___ Teks Dokumen ___

Memikirkan Kembali Prinsip Dasar Keadilan Ekologis

Pertumbuhan ekonomi semestinya tidak bertolak belakang dengan keberlanjutan.
Ilustrasi, ekonomi berkelanjutan. Foto Pixabay.com
Ilustrasi, ekonomi berkelanjutan. Foto Pixabay.com

“Sustainable development refers to State efforts to achieve progress (development), qualified by the condition that the efforts should be possible to maintain over the long term (‘sustainable’)”.

Marie-Claire Cordonier Segger (“Commitments to Sustainable Development through International Law and Policy”).

Berbicara tentang landasan filosofis dari keadilan ekologis dan mata rantai biosfernya tidak bisa dilepaskan dari pembahasan tentang air. Pakar hukum internasional Marie-Claire Cordonier Segger (2016), yang mengepalai lembaga PBB, Climate Law and Governance Initiative (CLGI), memberikan catatan penting bahwa langkah yang ditempuh negara-negara di dunia dalam Perjanjian Paris (Intergovernmental Panel on Climate Change-IPCC) di satu sisi, adalah sebuah kemajuan teknis. Sementara di sisi yang lain, adalah kemunduran perlawanan. Sebagai sebuah gerakan bersama yang dimulai dari Protokol Kyoto pada 1997.

Penyebab terbesar dari kemunduran tersebut adalah, mengakarnya sistem berorientasi lokal dan jangka pendek yang memberi penekanan pada profit daripada keberlanjutan.

Segger (2016) memberi catatan penting bahwa risiko terbesar dari IPCC, yang hingga awal tahun ini sudah masuk tahap sidang pleno ke-62, adalah menjadi sekadar kosmetik kebijakan yang tidak memberikan dampak apapun terhadap perbaikan kualitas iklim yang sekarang menjadi agenda penting untuk mengatasi bencana global dan sekaligus eksistensial. Yang dampaknya sudah bisa dirasakan dari anomali musim hujan, frekuensi banjir, dan angin topan yang semakin tinggi.

Hukum, bagi Segger, dapat memainkan peranan yang cukup penting. Lepas dari tarik ulurnya proses ratifikasi ke dalam perundang-undangan negara-negara penandatangan konvensi IPCC tersebut, inovasi menjadi sebuah elemen yang sangat penting.

___

#### [Arahan Singkat]
Tuliskan lanjutan artikel tentang keadilan ekologis di atas, dimulai tepat setelah kalimat terakhirnya. Baris-baris di bawah ini sama sekali tidak digunakan di sini.

___ Baris Tersimpan ___

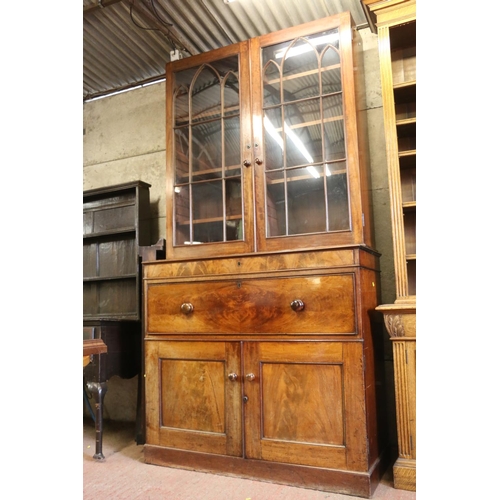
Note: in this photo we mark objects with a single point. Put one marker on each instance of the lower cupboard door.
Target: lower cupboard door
(305, 404)
(192, 403)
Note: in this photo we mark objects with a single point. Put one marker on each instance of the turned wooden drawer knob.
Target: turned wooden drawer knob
(297, 305)
(187, 308)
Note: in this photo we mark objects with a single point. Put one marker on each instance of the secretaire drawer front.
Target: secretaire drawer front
(312, 304)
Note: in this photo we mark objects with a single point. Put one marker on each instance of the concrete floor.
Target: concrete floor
(123, 475)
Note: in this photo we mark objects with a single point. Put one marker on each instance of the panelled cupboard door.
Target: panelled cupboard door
(192, 399)
(209, 186)
(305, 404)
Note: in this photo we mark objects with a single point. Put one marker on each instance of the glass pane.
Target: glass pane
(334, 128)
(232, 151)
(303, 133)
(205, 95)
(234, 225)
(300, 71)
(207, 212)
(276, 220)
(338, 202)
(182, 155)
(206, 145)
(181, 208)
(273, 140)
(271, 84)
(306, 200)
(231, 95)
(330, 76)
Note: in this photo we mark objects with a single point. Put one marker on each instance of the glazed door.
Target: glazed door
(305, 403)
(306, 166)
(209, 184)
(193, 397)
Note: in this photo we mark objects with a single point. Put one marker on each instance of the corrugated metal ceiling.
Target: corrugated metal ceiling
(126, 43)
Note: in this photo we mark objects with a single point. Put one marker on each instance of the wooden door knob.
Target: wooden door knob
(187, 308)
(297, 305)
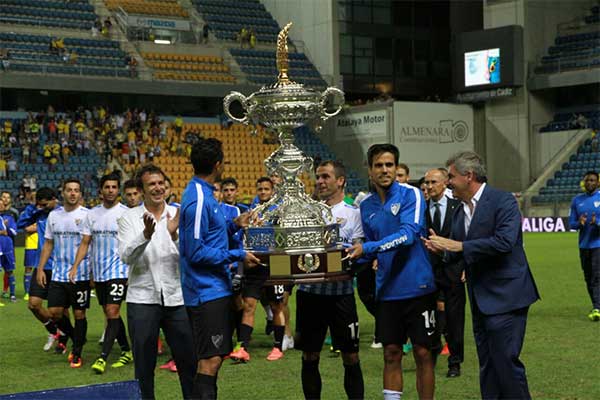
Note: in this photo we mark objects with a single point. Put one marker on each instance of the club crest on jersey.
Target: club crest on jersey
(217, 340)
(341, 221)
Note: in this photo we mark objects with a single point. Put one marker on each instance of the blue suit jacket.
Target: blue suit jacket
(497, 272)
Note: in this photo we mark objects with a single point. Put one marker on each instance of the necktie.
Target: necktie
(437, 218)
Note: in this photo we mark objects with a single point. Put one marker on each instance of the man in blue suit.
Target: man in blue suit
(486, 234)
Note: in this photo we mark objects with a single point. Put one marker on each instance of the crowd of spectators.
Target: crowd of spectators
(247, 38)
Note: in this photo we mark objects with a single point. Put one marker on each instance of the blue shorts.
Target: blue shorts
(7, 260)
(30, 258)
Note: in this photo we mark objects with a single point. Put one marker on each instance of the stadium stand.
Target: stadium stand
(166, 8)
(188, 67)
(228, 17)
(33, 53)
(578, 49)
(74, 14)
(583, 117)
(566, 183)
(260, 67)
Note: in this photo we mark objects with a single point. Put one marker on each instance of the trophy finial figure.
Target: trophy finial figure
(282, 56)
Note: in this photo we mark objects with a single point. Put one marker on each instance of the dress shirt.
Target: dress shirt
(443, 202)
(467, 210)
(153, 264)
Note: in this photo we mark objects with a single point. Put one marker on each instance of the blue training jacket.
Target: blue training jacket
(393, 233)
(204, 245)
(589, 235)
(33, 215)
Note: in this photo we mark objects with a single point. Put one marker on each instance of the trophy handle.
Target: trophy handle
(333, 93)
(230, 98)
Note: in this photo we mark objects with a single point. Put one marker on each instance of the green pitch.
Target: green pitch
(562, 348)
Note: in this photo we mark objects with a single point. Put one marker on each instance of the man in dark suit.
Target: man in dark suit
(486, 235)
(449, 276)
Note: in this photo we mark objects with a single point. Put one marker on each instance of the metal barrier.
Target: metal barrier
(115, 390)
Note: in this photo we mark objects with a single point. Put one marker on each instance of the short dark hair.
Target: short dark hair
(380, 148)
(206, 153)
(110, 177)
(45, 193)
(229, 181)
(264, 179)
(338, 168)
(404, 167)
(71, 180)
(147, 169)
(130, 183)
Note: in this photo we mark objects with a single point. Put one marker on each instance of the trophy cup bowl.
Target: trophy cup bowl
(296, 237)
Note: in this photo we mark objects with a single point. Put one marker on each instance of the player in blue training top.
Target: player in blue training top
(8, 230)
(205, 259)
(46, 201)
(393, 218)
(331, 305)
(100, 230)
(63, 235)
(585, 217)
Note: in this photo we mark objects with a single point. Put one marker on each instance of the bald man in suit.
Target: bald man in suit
(486, 234)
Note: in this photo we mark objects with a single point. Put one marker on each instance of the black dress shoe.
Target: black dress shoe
(453, 372)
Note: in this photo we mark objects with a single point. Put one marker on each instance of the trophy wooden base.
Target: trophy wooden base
(306, 268)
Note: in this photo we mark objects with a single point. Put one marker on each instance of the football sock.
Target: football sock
(122, 336)
(391, 394)
(110, 334)
(278, 332)
(311, 379)
(244, 335)
(80, 332)
(205, 387)
(27, 281)
(64, 324)
(50, 327)
(11, 284)
(353, 381)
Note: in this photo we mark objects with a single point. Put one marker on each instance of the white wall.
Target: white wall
(315, 25)
(427, 134)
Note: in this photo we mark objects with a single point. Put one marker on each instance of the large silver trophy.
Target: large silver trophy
(295, 236)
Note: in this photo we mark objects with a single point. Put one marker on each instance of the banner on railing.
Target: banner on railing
(545, 224)
(158, 23)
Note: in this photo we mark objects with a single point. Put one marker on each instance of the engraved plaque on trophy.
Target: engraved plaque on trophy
(295, 236)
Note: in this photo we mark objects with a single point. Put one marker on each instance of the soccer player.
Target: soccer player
(8, 230)
(100, 230)
(331, 305)
(393, 219)
(30, 256)
(585, 217)
(46, 201)
(205, 259)
(254, 289)
(63, 236)
(133, 196)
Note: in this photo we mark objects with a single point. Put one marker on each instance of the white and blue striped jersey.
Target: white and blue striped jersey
(65, 229)
(348, 217)
(101, 224)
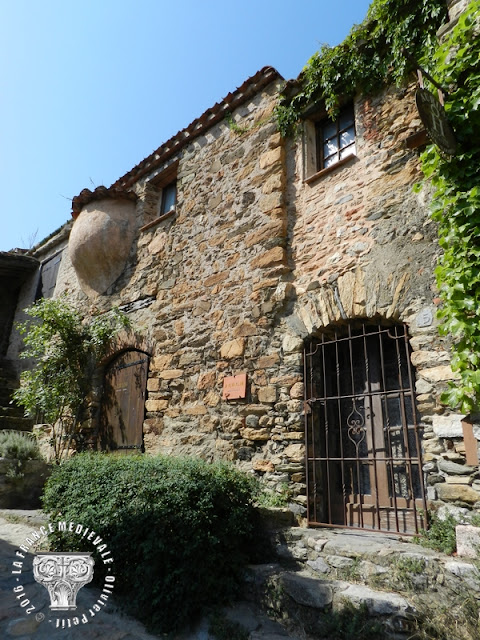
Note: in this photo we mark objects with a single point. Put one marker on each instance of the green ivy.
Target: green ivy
(456, 205)
(370, 57)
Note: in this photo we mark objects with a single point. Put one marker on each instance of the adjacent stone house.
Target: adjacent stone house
(283, 296)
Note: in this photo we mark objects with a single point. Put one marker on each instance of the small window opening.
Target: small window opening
(335, 139)
(168, 198)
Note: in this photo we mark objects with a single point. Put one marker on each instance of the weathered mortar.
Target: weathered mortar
(254, 260)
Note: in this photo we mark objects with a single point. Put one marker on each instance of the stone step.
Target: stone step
(305, 602)
(335, 565)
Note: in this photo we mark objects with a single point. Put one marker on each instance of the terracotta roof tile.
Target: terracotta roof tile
(210, 117)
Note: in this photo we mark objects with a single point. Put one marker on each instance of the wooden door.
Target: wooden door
(123, 405)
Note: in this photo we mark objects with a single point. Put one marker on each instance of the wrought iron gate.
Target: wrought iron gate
(364, 464)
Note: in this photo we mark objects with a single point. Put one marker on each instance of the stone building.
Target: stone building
(283, 297)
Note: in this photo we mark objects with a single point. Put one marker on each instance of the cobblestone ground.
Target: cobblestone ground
(109, 624)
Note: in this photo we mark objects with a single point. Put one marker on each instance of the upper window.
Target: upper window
(168, 197)
(335, 139)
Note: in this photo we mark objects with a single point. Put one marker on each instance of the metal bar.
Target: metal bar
(390, 394)
(372, 425)
(418, 446)
(405, 424)
(305, 422)
(340, 431)
(327, 434)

___

#### [Hasil Tugas]
Pernyataan Segger didukung pakar hukum dari Cambridge, Marcus Gehring (2016), yang menegaskan, aspek tanggung jawab dan inovasi menjadi elemen penting yang perlu perhatian serius dalam upaya perbaikan iklim manapun. Dengan kata lain, alih-alih menunggu pendekatan top-down, Segger mengadvokasi pentingnya strategi bottom-up sebagai langkah awal.

Lingkungan sebagai Titik Tolak Prinsip-Prinsip Hukum

Segger dan Hakim Agung C.G. Weeramantry dalam Sustainable Development Principles in the Decisions of International Courts and Tribunals (1992–2012), mengatakan bahwa: “A very important aspect of this ‘fabric of modern life’ is found in our evolving laws and justice systems. These systems are intricately woven upon the shared values, morals and ethics of an increasingly interconnected and interdependent world. Among the shared values, there is found a growing sense of respect for the common interest of all, a sense of responsibility for our common future” (Aspek yang sangat penting dari "jaringan kehidupan modern" ini terdapat dalam hukum dan sistem keadilan yang terus berkembang. Sistem-sistem ini terjalin secara rumit berdasarkan nilai-nilai, moral, dan etika yang semakin terhubung dan saling bergantung di dunia. Di antara nilai-nilai yang dibagikan bersama, terdapat rasa hormat yang semakin berkembang terhadap kepentingan bersama semua pihak, serta rasa tanggung jawab terhadap masa depan kita bersama); Seeger & Weeramantry, 2017:3.

Pertumbuhan ekonomi semestinya tidak bertolak belakang dengan keberlanjutan. Terkait itu, Seeger mengatakan, “development can be defined as the processes of expanding people’s choices, enabling improvements in collective and individual quality of life, and in the exercise of full freedoms and rights” (pembangunan dapat didefinisikan sebagai proses memperluas pilihan manusia, memungkinkan peningkatan kualitas hidup baik secara kolektif maupun individu, serta dalam pelaksanaan kebebasan dan hak secara penuh); Seeger, 2017:32.

Seger juga menambahkan, pembangunan yang hanya berorientasi jangka pendek berisiko. Karena bagi Seeger, hal itu akan menyebabkan punahnya keanekaragaman hayati, hancurnya ekologi laut karena penangkapan ikan yang berlebihan, dan terdegradasinya kualitas tanah dan air karena bahan-bahan kimia berbahaya yang sulit terurai (Seeger, 2021:35).

Sementara, pakar ekologi dari Universitas Duke, Stuart Pim (2014) justru menyebut, ancaman terbesar terhadap kepunahan massal berbagai spesies, datang dari praktik konvensi lahan ilegal yang tidak mengindahkan prinsip-prinsip keberlanjutan.

Kesadaran yang sangat lemah dari budaya tentang pentingnya mata rantai ekologis, menurut pemikir filsafat Jamen McLen (2014) dari Selandia Baru, adalah elemen lain yang memiliki andil dalam lemahnya penegakan hukum yang berkaitan dengan kemenyintasan spesies.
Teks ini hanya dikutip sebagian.